Record extracts START
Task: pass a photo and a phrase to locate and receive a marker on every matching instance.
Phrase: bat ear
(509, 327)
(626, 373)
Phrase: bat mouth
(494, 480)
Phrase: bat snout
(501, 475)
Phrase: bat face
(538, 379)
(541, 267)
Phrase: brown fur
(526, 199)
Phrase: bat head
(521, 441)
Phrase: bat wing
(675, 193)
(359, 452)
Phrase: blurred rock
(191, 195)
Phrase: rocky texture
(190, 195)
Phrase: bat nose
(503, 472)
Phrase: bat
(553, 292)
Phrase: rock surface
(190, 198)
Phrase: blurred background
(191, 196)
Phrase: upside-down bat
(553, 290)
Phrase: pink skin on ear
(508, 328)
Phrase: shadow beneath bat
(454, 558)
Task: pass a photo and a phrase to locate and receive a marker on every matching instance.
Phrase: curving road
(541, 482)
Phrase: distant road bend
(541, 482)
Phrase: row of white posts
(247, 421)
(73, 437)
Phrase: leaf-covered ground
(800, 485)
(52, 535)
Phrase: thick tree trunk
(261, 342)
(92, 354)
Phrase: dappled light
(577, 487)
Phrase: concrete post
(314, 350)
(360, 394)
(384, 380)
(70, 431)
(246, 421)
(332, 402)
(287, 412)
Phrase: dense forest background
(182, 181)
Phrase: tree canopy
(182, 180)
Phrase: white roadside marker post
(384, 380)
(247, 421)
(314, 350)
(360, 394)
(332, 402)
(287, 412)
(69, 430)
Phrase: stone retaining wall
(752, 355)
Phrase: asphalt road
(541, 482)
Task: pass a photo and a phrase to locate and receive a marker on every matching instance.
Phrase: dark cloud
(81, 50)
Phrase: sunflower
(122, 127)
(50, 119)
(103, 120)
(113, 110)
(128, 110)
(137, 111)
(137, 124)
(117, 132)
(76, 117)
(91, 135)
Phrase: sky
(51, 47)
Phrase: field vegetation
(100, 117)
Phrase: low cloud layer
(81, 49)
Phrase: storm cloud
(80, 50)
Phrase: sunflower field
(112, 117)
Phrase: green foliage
Record extracts END
# Task brief:
The required output is every line from the one with "Phrase: bat nose" to the final line of the entries, repeated exactly and with nothing else.

# Answer to the exercise:
Phrase: bat nose
(503, 472)
Phrase: bat
(553, 292)
Phrase: rock surface
(190, 198)
Phrase: blurred background
(191, 196)
Phrase: upside-down bat
(553, 290)
Phrase: pink skin on ear
(508, 328)
Phrase: shadow beneath bat
(454, 558)
Task: pass a photo and a phrase to locate and receive a marker on every matching instance.
Phrase: curving road
(541, 482)
Phrase: distant road bend
(541, 482)
Phrase: row of white posts
(247, 421)
(73, 437)
Phrase: leaf-covered ground
(800, 485)
(52, 535)
Phrase: thick tree trunk
(261, 342)
(92, 354)
Phrase: dappled light
(577, 487)
Phrase: concrete post
(314, 350)
(360, 394)
(384, 380)
(70, 431)
(246, 421)
(332, 402)
(287, 412)
Phrase: dense forest background
(182, 181)
Phrase: tree canopy
(182, 180)
Phrase: white roadside marker post
(384, 380)
(247, 421)
(314, 350)
(360, 394)
(332, 402)
(287, 412)
(69, 430)
Phrase: stone retaining wall
(752, 355)
Phrase: asphalt road
(541, 482)
Task: pass a photo and a phrase to locate and receive a marker on every matching instance.
Phrase: dark cloud
(81, 50)
Phrase: sunflower
(122, 127)
(50, 119)
(103, 120)
(113, 110)
(128, 110)
(137, 111)
(137, 124)
(117, 132)
(76, 117)
(91, 135)
Phrase: sky
(51, 47)
Phrase: field vegetation
(100, 117)
Phrase: low cloud layer
(81, 49)
Phrase: storm cloud
(80, 50)
Phrase: sunflower field
(112, 117)
Phrase: green foliage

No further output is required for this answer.